■ Your goal: Count the lines below that hold "open". Give the number without comment.

■ Items listed in a dataset:
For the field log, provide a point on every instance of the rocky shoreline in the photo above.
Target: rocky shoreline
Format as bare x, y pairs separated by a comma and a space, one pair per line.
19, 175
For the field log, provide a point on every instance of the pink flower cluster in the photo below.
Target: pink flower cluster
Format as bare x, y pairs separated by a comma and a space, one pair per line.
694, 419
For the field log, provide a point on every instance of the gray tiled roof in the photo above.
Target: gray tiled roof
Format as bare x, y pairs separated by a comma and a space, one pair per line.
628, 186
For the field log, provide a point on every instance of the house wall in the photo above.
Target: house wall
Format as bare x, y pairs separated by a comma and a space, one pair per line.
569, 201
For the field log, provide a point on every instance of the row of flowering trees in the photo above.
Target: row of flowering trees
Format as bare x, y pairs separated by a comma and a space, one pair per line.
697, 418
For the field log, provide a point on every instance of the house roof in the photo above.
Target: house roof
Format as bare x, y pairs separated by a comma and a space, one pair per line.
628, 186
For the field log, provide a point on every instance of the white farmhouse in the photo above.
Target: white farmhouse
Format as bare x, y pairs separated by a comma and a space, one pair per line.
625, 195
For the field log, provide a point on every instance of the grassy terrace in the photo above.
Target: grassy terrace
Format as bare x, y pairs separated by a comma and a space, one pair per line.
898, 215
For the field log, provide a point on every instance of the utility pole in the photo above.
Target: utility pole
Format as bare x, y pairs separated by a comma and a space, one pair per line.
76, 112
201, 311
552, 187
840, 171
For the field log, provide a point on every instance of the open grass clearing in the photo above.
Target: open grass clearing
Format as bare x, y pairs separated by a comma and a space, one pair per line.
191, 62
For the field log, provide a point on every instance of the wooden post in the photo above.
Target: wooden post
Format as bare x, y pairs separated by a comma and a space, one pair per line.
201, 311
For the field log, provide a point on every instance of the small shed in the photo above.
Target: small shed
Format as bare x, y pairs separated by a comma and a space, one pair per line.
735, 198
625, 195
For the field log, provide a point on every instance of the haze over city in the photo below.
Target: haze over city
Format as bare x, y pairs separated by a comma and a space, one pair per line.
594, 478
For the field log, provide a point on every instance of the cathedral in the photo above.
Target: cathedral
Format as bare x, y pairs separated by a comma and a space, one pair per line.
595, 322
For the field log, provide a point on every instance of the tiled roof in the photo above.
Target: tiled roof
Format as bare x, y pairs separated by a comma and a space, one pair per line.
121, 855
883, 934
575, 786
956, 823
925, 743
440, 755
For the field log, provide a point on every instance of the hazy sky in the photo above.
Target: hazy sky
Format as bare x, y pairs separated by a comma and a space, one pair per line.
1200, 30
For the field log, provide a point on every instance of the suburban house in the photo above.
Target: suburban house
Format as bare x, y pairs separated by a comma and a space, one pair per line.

■ Solution for this problem: 2